Items:
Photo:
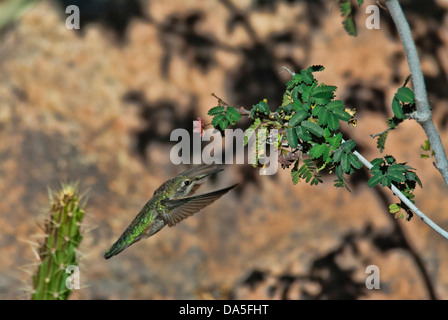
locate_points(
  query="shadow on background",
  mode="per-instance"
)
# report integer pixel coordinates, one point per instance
(257, 77)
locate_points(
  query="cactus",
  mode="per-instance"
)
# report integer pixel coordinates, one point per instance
(63, 236)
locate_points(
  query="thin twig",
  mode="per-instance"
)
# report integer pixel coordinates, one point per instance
(379, 133)
(406, 201)
(423, 114)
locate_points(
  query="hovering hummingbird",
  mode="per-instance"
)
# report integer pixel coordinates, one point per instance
(171, 203)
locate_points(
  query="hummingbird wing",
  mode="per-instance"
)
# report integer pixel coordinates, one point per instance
(180, 209)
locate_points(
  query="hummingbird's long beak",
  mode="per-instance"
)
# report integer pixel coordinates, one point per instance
(205, 175)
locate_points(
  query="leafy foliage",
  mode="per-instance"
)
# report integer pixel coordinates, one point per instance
(223, 116)
(308, 124)
(345, 6)
(403, 104)
(386, 171)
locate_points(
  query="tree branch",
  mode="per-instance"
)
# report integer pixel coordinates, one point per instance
(406, 201)
(423, 114)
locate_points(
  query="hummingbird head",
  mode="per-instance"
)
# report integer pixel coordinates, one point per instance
(186, 183)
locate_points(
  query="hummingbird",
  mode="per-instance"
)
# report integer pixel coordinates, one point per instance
(171, 203)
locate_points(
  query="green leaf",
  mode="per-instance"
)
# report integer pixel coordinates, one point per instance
(426, 146)
(354, 161)
(216, 110)
(373, 181)
(348, 145)
(394, 208)
(297, 106)
(303, 134)
(335, 104)
(338, 155)
(317, 150)
(406, 95)
(223, 124)
(296, 79)
(341, 114)
(314, 128)
(250, 131)
(335, 141)
(333, 122)
(307, 92)
(315, 68)
(381, 142)
(345, 163)
(217, 120)
(263, 107)
(397, 109)
(323, 117)
(298, 117)
(324, 90)
(377, 162)
(346, 12)
(291, 136)
(232, 114)
(386, 181)
(295, 174)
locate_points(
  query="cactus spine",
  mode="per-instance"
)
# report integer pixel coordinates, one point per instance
(63, 236)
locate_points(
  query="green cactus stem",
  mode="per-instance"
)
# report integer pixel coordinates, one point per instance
(63, 236)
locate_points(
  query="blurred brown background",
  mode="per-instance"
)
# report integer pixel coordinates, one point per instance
(98, 105)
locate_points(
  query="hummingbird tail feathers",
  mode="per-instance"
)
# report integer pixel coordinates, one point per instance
(117, 247)
(182, 208)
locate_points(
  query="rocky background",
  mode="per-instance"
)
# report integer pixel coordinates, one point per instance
(98, 105)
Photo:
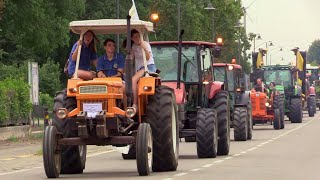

Request: Gather every line in the data above that contains the word "background", copying each line in full.

Answer for this exercise:
  query="shadow on background",
  query="blurred brown background",
  query="rocky background",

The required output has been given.